Moses Vorobeichic, dit Moï Wer puis Moshé Raviv-Vorobeichic (1904-1995), était un peintre, photographe et graphiste d'avant-garde devenu israélien. Le Centre Pompidou consacre une rétrospective à Moï Ver.
Né dans une famille juive à Vilnius (alors dans l'empire russe, et actuellement en Lituanie), Moses Vorobeichic étudie au Bauhaus (1928-1930) ; il est l'élève de Paul Klee, Josef Albers et Vassily Kandinsky.
Il complète sa formation en photographie à Paris.
En 1931, Jeanne Walter publie Paris, livre de photographies de Moï Ver préfacé par Fernand Léger.
En 1932 l'hebdomadaire La Vie Parisienne envoie Moshé Raviv effectuer un reportage photographique en Palestine mandataire.
Il illustre des livres.
En 1934, sioniste, Moï Ver fait son aliyah en Palestine mandataire.
A Safed, il co-fonde un groupe d'artistes.
Sous le nom de Moshé Raviv-Vorobeichic, il travaille comme graphiste et peintre, puis se consacre uniquement à la peinture dès les années 1950.
"Ci-contre. 110 photos de Moï Wer"
Dans le cadre du Mois de la photo 2012, la Fondation Henri Cartier-Bresson présenta l’exposition "Ci-contre. 110 photos de Moï Wer" consacrée au photographe lituanien devenu israélien Moses Vorobeichic, dit Moï Wer puis Moshé Raviv (1904-1995).
Un « artiste brillant à la croisée de la Nouvelle Vision et des recherches cinématographiques les plus avancées de l'époque ».
Pour la première fois en France, les 110 tirages originaux
du livre Ci-contre. tirages originaux de Moï Wer, extrêmement rares
dans les collections des musées ou galeries, ont été présentés.
Cet « ensemble important de tirages d'époque permet de
découvrir le génie artistique de ce photographe à l'itinéraire insolite ».
Moses Vorobeichic naît le 5 décembre 1904 à
Lebedevo, près de Vilna (Vilnius en russe ; la ville est située alors dans
l'Empire russe).
Dès 1924, il étudie la peinture au département des Beaux-arts
de l'université Stefan-Batory de Wilno (Vilnius en polonais. La ville devient
polonaise à la fin de la Première Guerre mondiale. Elle redeviendra la capitale
de la Lituanie en 1940).
En 1927, Moses Vorobeichic est admis dans la classe
préparatoire de Joseph Albers au Bauhaus (Dessau). Les thèmes : la
construction et les matériaux, leur apparence et leur représentation. I
Moses Vorobeichic suit également les cours de Paul Klee,
Wassily Kandinsky et Hinnerk Scheper jusqu'à la fin de l'été 1928.
Ils s’intéresse à El Lissitzky, aux films de SergejEisenstein et aux photomontages de John Heartfield, et se dirige vers la
photographie plutôt que la peinture.

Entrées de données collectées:

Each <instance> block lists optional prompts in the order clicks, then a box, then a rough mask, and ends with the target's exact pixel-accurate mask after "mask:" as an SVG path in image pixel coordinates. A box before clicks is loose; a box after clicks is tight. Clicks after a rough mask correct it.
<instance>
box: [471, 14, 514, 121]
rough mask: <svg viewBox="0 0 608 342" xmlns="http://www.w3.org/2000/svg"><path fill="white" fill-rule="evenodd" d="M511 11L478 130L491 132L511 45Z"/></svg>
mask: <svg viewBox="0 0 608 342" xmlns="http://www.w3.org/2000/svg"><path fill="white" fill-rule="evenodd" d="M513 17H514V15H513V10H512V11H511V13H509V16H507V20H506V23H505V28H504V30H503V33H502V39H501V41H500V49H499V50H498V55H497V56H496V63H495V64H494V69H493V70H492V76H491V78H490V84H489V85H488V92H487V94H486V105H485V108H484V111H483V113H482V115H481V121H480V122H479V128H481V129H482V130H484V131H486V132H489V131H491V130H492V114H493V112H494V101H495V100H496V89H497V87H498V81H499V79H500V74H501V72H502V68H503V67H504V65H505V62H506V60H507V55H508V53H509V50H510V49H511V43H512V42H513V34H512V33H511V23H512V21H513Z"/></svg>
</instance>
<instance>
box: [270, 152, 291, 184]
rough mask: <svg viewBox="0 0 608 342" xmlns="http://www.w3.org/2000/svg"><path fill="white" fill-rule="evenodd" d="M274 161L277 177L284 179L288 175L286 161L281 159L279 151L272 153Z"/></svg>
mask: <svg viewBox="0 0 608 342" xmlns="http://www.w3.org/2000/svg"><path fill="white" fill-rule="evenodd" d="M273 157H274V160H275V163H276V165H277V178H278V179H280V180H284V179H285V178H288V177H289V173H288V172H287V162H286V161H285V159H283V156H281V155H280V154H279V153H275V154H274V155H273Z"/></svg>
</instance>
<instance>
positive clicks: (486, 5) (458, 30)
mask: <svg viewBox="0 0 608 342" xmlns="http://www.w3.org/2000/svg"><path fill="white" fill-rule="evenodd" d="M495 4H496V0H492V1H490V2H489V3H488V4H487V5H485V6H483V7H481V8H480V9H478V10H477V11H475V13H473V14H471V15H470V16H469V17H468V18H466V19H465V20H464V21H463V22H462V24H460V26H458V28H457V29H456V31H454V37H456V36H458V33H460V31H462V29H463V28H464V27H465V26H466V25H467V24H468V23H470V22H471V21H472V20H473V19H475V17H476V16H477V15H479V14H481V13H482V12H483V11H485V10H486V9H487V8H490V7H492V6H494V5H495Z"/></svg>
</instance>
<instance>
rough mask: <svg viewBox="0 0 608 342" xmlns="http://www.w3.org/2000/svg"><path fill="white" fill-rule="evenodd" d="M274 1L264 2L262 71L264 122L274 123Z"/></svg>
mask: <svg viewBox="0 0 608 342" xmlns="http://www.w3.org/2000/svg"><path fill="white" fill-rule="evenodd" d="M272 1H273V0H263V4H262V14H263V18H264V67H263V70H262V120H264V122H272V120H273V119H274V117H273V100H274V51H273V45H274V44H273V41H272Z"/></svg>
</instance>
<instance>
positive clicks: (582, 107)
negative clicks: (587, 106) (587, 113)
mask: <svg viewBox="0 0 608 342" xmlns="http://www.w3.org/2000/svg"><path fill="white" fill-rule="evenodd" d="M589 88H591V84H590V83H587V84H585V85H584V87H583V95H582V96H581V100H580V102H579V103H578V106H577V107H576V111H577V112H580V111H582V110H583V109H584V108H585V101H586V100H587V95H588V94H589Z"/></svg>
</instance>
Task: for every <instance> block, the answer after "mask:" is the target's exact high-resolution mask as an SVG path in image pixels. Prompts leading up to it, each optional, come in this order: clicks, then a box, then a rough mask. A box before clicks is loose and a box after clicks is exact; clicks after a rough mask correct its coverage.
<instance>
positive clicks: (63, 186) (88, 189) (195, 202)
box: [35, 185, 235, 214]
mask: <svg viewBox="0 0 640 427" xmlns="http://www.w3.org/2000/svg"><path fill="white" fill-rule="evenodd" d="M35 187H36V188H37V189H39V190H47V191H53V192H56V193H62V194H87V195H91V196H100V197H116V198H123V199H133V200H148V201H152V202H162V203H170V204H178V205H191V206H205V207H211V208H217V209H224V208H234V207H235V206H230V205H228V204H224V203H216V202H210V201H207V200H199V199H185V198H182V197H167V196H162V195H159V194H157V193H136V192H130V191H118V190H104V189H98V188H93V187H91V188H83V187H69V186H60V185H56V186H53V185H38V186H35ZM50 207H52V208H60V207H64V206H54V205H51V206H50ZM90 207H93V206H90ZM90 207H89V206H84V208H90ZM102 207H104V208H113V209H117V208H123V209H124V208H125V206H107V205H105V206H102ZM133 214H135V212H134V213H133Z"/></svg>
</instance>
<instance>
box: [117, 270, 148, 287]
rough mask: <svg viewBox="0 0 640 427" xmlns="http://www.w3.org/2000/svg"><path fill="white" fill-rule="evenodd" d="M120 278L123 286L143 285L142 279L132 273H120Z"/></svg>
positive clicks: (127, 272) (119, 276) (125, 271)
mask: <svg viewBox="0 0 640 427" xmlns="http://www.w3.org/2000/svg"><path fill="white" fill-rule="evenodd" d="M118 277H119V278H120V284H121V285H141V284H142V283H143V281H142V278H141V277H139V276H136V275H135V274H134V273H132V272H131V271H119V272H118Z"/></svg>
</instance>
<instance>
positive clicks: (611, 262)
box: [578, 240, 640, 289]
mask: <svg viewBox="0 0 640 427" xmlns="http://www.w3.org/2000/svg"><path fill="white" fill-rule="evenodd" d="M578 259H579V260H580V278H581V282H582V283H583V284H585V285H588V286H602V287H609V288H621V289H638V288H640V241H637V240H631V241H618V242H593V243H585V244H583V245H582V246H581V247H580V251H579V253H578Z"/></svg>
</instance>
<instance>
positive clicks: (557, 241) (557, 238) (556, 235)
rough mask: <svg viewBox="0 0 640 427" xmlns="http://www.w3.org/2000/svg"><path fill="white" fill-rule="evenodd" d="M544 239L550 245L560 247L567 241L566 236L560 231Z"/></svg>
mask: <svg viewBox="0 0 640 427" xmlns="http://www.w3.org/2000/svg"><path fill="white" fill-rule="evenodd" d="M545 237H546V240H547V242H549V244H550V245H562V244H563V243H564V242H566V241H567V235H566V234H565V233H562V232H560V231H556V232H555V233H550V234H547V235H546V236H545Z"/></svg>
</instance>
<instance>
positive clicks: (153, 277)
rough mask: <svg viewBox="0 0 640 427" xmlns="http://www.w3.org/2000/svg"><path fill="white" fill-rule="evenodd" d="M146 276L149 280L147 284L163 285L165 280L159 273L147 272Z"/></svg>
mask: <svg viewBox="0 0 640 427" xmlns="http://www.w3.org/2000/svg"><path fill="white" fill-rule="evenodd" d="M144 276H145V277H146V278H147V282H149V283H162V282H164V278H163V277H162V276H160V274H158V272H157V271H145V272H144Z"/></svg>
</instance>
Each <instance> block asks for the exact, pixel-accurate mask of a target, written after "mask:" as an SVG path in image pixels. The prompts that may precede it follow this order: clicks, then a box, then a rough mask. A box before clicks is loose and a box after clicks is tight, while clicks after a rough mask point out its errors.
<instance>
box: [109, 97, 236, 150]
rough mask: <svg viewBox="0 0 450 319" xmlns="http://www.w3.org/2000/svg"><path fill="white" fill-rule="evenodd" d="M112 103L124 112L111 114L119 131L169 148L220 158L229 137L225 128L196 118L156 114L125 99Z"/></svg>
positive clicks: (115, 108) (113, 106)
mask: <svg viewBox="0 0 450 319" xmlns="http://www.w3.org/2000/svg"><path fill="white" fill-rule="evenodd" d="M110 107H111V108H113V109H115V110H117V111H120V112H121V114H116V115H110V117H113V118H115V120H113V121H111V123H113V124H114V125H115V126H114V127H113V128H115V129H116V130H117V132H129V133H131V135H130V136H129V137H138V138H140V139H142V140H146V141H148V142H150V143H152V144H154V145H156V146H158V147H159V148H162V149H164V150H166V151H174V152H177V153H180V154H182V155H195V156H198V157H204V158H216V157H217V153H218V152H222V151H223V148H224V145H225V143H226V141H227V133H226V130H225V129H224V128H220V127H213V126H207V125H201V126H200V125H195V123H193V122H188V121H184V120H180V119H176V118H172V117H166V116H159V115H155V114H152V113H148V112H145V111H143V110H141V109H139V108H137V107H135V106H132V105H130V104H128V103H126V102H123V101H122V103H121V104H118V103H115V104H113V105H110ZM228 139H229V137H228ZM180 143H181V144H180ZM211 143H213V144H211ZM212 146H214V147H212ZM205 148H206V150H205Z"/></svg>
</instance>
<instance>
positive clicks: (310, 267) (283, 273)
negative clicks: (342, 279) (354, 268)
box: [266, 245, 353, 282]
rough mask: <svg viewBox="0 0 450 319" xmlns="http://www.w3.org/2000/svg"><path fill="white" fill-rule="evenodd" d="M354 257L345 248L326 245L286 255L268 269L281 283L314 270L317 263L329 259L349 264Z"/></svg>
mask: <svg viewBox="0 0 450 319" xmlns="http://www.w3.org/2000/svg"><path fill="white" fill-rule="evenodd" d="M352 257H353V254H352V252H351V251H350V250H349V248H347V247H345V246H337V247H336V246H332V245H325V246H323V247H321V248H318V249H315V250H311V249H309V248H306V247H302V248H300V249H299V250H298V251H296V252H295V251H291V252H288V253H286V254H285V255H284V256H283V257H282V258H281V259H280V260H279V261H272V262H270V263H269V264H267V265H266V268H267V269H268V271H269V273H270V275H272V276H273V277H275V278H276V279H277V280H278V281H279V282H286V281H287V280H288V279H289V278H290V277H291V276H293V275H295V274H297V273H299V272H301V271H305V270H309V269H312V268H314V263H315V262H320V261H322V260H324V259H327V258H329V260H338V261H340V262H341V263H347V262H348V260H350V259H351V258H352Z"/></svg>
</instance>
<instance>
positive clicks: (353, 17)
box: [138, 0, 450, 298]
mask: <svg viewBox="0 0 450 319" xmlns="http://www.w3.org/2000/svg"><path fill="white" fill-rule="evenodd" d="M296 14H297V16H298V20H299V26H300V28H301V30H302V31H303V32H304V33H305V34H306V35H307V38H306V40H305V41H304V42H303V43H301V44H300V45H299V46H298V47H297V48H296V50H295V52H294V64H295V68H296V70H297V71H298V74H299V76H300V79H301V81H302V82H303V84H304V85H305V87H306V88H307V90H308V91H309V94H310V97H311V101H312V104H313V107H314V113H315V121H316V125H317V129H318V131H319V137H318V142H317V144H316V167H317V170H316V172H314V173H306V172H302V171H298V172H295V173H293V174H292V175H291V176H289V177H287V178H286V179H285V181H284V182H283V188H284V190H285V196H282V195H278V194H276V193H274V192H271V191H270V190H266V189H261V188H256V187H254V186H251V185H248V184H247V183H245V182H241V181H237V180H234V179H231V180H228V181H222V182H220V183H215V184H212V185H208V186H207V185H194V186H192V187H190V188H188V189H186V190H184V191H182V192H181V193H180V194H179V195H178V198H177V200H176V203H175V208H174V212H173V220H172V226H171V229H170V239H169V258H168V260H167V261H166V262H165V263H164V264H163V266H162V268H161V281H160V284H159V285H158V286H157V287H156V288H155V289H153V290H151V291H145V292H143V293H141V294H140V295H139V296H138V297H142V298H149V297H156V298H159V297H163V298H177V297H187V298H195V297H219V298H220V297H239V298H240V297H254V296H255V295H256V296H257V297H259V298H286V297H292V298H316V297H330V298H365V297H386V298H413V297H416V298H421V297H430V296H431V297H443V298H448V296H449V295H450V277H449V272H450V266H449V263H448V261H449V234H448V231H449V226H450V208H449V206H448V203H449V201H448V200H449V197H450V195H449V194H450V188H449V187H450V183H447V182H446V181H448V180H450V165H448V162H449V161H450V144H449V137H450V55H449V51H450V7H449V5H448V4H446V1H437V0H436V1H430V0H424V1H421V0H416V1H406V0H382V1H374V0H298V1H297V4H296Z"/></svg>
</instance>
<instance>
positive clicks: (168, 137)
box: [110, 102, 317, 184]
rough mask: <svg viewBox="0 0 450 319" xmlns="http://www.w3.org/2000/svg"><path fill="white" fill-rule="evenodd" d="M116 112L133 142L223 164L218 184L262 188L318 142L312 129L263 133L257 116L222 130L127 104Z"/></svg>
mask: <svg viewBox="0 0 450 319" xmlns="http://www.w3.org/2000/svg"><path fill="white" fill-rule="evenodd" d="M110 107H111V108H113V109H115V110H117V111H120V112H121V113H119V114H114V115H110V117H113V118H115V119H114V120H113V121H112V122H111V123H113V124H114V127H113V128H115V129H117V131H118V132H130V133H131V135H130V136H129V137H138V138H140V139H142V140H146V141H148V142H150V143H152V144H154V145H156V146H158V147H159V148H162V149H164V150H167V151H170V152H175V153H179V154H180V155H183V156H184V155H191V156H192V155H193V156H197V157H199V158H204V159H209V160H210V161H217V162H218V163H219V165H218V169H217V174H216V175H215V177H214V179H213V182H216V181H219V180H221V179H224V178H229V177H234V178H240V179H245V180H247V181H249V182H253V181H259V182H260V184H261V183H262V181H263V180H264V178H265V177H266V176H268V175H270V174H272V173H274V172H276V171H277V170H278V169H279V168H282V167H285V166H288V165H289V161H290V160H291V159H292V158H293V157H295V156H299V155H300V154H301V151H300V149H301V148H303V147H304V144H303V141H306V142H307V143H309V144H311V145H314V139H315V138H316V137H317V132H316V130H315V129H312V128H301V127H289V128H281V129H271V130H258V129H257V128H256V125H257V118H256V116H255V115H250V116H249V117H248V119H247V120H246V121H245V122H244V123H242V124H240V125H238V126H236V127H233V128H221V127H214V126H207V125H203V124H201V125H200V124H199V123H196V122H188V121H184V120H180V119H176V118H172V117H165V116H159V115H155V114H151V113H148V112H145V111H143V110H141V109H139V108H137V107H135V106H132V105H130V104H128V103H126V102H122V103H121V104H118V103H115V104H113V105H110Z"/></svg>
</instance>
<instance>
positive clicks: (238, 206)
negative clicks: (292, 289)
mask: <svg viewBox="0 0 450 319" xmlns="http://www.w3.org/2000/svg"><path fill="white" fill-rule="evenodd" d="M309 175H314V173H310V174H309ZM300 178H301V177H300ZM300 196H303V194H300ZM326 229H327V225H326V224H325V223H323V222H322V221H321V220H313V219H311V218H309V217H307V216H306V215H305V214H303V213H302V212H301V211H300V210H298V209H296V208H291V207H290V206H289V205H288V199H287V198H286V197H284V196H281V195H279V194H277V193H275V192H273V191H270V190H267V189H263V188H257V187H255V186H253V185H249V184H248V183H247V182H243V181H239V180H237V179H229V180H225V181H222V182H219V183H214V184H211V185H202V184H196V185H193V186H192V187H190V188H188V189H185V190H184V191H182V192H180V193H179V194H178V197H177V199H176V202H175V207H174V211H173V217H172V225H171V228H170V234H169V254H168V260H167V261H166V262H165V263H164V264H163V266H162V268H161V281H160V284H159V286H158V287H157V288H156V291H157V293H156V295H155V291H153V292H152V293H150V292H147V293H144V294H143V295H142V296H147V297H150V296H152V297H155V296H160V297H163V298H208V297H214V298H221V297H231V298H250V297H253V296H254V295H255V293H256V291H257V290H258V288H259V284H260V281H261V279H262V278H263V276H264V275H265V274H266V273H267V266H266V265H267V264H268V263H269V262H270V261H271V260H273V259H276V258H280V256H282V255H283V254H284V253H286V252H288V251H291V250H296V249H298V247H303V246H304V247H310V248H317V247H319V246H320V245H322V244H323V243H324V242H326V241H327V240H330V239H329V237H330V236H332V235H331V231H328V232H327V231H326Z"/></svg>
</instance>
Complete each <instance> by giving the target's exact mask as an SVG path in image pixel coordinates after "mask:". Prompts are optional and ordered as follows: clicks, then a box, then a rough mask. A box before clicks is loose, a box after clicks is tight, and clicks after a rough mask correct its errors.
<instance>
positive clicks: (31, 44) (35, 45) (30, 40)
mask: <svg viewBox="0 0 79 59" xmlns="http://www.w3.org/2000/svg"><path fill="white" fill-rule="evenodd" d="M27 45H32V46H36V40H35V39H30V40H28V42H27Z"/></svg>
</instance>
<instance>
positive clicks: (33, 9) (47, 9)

(Consignes)
1. Dans le texte sur Moï Ver, qui a préfacé le livre Paris publié en 1931 ?
2. Mettez à jour la liste, depuis son début jusqu'à la ligne contenant "11L478 130L491 132L511" incluse, en remplaçant "rough mask" par "draft mask" sans rien modifier d'autre. Ne donnez que ces lignes.

(Réponses dans l'ordre)
1. Fernand Léger.

2.
Each <instance> block lists optional prompts in the order clicks, then a box, then a draft mask, and ends with the target's exact pixel-accurate mask after "mask:" as an SVG path in image pixel coordinates. A box before clicks is loose; a box after clicks is tight. Clicks after a draft mask correct it.
<instance>
box: [471, 14, 514, 121]
draft mask: <svg viewBox="0 0 608 342" xmlns="http://www.w3.org/2000/svg"><path fill="white" fill-rule="evenodd" d="M511 11L478 130L491 132L511 45Z"/></svg>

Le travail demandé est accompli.